* [RAW DATA]:
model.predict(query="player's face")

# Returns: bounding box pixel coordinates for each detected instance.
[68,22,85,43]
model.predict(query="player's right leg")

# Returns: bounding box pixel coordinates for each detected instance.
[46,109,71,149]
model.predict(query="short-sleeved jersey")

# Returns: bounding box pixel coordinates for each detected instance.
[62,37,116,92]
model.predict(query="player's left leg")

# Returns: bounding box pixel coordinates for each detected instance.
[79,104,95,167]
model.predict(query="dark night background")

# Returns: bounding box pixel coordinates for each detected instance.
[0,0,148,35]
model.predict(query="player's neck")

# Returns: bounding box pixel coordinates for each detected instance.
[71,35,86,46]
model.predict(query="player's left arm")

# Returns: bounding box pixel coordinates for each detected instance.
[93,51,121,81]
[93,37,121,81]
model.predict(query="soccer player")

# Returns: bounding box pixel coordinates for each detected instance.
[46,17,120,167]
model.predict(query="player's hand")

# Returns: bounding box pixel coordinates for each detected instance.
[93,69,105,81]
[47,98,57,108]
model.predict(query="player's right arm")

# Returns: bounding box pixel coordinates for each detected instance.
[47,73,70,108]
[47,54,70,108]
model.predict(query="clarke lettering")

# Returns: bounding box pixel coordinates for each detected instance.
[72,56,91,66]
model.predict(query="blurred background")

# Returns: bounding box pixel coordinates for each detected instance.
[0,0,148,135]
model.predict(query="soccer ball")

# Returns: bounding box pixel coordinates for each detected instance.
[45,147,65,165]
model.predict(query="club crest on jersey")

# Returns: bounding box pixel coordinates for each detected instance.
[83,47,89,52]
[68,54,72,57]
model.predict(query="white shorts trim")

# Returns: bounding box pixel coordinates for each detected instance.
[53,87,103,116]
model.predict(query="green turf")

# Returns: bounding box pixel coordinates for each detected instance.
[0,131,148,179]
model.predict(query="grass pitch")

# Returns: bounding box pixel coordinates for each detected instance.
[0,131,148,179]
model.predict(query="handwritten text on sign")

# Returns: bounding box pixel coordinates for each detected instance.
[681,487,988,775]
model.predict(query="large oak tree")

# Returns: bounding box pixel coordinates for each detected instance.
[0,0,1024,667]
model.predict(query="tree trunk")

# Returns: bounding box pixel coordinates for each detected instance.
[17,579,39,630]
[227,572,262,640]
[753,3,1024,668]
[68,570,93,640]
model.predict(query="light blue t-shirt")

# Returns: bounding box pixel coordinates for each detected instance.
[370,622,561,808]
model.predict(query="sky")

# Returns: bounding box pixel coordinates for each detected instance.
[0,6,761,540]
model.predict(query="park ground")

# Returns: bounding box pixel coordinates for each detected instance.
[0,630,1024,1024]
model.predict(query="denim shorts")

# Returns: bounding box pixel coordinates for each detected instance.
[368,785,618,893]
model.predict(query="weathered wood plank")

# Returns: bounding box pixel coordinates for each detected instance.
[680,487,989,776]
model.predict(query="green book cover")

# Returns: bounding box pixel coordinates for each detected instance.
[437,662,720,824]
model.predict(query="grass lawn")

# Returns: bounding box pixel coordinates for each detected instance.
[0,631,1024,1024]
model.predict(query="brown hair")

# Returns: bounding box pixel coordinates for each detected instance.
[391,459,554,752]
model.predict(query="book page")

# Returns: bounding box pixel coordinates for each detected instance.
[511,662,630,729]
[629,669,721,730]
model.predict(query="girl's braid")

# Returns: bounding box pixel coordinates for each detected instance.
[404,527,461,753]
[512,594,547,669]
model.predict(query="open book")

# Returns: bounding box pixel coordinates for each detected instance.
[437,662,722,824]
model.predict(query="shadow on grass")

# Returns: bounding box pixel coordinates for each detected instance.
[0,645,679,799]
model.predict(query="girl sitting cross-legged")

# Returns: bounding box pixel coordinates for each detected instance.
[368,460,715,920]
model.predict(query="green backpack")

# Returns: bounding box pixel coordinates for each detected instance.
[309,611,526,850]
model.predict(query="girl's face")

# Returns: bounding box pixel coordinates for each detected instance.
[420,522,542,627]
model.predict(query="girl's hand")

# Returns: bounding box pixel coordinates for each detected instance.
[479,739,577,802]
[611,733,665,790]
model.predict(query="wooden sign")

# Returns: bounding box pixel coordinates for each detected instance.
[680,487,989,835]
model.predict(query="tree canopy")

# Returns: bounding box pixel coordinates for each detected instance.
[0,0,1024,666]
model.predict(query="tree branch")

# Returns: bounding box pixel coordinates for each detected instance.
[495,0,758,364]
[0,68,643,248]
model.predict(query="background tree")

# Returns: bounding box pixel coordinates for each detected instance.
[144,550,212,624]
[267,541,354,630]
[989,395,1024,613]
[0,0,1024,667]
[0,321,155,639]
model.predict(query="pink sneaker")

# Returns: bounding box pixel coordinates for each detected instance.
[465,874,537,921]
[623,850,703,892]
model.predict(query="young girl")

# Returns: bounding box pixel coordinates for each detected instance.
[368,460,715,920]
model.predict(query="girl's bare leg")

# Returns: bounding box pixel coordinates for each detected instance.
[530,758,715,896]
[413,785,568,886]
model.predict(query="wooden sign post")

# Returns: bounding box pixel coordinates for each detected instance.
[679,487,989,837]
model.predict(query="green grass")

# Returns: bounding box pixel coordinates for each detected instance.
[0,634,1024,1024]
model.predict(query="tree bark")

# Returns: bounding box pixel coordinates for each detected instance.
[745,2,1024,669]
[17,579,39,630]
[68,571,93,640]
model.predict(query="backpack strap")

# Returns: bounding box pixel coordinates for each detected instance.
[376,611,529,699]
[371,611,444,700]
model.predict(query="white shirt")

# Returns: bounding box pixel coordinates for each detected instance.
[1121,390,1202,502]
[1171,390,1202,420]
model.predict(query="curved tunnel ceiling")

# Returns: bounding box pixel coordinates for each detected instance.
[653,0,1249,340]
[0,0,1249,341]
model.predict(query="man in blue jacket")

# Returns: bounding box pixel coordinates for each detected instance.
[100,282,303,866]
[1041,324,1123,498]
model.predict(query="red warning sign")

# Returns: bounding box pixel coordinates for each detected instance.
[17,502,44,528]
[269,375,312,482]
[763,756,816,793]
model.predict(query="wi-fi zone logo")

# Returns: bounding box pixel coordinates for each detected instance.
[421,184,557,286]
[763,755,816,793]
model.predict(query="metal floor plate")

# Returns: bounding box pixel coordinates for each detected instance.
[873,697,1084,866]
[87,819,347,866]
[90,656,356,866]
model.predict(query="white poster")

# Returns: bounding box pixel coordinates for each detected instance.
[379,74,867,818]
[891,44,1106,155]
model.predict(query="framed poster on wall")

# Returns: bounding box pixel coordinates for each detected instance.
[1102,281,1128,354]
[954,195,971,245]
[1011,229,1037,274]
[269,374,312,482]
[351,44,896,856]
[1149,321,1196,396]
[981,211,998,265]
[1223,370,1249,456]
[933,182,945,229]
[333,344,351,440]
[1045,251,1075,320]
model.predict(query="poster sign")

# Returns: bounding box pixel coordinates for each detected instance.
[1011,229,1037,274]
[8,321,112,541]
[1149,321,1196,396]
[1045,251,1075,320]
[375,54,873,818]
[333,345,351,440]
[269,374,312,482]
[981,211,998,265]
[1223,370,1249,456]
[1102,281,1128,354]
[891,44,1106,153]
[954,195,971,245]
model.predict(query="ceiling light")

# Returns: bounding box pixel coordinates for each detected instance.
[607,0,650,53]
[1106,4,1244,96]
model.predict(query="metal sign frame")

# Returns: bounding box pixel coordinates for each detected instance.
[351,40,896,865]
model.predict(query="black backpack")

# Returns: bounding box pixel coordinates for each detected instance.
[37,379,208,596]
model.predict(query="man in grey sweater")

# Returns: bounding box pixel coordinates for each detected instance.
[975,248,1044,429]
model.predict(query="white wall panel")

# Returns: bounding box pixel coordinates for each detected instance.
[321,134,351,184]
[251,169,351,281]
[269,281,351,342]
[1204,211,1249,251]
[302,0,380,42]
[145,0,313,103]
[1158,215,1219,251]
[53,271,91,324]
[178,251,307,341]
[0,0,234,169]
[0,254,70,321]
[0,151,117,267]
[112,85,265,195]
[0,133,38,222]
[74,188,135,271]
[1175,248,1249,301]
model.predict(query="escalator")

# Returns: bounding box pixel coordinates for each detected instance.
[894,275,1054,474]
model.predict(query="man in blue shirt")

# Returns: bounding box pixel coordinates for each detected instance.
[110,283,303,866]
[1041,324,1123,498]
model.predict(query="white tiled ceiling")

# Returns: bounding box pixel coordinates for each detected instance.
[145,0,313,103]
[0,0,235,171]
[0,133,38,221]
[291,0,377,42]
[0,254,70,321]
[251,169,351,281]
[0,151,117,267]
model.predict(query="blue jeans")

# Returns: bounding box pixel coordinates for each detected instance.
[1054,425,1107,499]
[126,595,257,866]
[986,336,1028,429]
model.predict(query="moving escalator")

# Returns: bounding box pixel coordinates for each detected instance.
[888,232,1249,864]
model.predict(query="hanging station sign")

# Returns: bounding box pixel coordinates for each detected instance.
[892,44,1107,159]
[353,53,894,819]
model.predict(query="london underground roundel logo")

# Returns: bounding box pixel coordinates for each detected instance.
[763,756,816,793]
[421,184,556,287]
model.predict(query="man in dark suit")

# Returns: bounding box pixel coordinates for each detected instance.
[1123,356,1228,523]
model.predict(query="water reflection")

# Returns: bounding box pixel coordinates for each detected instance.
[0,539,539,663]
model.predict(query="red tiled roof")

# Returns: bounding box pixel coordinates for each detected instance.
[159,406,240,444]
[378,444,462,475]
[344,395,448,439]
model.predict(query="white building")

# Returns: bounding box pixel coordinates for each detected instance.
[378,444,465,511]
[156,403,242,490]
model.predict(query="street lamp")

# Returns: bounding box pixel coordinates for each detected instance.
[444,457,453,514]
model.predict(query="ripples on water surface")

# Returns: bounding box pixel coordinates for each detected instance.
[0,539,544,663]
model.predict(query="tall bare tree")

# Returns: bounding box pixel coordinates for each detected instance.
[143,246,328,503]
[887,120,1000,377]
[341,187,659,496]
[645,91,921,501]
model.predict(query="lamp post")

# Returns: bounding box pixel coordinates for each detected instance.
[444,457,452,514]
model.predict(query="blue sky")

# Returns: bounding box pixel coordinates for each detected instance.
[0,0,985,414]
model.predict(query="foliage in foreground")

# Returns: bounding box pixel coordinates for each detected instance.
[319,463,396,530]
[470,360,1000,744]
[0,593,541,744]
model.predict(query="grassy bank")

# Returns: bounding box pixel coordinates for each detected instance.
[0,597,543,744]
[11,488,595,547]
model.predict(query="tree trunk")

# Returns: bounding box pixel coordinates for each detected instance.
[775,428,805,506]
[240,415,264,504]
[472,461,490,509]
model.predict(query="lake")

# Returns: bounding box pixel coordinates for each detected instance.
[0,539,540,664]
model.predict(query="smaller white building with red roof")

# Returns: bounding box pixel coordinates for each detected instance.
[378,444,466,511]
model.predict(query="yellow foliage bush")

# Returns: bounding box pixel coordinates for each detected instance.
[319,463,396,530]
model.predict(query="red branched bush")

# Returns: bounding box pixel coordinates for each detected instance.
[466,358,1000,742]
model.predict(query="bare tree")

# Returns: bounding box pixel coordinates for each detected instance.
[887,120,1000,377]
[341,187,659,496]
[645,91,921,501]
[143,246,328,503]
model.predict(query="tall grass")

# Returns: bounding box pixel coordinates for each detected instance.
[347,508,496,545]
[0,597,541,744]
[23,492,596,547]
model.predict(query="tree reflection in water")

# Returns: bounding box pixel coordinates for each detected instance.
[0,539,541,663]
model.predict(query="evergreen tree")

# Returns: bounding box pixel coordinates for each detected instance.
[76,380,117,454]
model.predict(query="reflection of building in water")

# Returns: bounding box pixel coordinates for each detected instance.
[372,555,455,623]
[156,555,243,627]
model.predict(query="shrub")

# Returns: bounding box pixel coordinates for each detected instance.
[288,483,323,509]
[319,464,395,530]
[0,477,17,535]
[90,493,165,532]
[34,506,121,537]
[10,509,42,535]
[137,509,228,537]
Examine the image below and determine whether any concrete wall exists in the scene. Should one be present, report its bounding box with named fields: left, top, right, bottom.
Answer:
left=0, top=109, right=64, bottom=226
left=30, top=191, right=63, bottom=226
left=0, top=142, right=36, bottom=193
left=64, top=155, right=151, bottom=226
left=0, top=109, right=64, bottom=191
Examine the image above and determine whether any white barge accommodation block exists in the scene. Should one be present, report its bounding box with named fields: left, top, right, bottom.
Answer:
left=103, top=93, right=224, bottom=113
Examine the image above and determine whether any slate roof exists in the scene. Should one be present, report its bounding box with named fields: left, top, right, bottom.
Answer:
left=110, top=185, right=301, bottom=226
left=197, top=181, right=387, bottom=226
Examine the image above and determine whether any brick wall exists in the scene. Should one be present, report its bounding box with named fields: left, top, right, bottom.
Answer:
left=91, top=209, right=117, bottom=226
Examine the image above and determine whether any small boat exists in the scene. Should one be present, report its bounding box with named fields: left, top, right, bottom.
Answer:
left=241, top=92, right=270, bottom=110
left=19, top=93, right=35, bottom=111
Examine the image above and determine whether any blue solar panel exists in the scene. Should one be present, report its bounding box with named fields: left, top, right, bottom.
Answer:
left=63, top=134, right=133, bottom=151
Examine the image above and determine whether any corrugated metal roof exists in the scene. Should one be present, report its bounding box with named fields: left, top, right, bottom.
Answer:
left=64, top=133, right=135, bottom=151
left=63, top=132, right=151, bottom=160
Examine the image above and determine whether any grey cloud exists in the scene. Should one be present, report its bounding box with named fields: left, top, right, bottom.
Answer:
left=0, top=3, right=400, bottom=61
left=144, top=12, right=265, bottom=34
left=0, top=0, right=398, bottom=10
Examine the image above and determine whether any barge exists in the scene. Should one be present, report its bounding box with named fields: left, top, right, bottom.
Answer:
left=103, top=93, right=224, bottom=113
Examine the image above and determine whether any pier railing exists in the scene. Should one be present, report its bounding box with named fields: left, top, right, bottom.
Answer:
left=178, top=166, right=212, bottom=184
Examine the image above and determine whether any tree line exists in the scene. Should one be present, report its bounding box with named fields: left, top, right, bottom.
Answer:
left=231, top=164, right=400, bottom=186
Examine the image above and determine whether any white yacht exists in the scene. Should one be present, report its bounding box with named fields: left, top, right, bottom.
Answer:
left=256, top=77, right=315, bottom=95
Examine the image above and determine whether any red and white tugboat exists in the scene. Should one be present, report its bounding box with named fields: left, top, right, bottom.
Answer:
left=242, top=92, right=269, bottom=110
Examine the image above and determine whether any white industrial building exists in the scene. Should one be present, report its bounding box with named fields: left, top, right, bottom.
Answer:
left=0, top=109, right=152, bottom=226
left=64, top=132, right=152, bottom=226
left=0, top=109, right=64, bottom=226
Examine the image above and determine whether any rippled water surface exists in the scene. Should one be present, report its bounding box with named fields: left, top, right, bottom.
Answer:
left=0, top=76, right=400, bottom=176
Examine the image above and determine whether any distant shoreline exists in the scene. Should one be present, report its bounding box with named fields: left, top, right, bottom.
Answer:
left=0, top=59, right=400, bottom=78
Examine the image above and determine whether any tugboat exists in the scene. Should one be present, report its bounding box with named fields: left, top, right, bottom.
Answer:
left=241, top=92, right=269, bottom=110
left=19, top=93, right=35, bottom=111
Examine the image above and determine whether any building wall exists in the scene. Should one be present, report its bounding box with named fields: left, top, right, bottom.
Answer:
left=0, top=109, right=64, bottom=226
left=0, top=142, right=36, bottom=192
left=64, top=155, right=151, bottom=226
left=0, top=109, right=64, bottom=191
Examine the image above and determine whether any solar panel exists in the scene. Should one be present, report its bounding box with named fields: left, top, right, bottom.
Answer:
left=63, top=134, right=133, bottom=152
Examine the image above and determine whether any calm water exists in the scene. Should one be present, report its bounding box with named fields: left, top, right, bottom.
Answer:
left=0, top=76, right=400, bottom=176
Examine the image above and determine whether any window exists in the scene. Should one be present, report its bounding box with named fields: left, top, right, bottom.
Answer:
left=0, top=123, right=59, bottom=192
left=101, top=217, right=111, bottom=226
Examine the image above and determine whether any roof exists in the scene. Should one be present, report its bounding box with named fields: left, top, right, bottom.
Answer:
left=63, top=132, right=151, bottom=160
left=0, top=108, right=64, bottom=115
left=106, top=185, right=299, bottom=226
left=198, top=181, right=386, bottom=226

* [EXERCISE DETAILS]:
Extract every line in the listing above that contains the word "water".

* [SOLUTION FOR THIS PROBLEM]:
model.predict(query="water reflection")
model.predict(query="ripples on water surface")
model.predict(query="tree reflection in water")
model.predict(query="reflection of building in water")
Examine the image above and determine whether any rippled water surface exists in the scene. Should one be present, report its bounding box with named fields: left, top, right, bottom.
Examine the image above and determine whether any calm water exists in the scene. Should one be present, report its bounding box with named fields: left, top, right, bottom.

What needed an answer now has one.